Records excerpted from a collection »
════
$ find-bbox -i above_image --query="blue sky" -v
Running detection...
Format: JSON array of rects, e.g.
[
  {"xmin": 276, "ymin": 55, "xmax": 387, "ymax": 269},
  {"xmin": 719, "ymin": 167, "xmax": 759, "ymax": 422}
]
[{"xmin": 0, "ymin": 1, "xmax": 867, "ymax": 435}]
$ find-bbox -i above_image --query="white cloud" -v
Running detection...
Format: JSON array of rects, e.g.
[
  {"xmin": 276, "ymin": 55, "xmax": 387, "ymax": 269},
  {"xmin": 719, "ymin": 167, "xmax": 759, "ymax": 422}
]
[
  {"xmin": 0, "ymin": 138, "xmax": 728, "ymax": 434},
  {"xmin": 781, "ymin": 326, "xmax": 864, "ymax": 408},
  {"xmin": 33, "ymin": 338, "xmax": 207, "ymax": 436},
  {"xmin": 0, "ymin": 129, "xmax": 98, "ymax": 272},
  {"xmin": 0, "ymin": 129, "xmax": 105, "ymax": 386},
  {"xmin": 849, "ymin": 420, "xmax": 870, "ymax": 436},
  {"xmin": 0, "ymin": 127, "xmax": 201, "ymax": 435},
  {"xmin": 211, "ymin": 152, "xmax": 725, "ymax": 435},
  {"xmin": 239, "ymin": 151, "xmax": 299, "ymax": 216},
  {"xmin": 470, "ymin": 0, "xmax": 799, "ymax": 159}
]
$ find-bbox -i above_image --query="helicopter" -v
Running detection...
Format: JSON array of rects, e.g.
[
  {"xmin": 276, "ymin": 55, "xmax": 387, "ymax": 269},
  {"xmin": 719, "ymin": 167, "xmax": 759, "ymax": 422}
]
════
EXERCISE DIRECTIONS »
Return each full line of the entries that contains the word "query".

TASK OUTPUT »
$ find-bbox -i above_image --query="blue sky" -v
$ find-bbox -i above_image --query="white cloud" -v
$ find-bbox -i above_image --query="helicopter" -v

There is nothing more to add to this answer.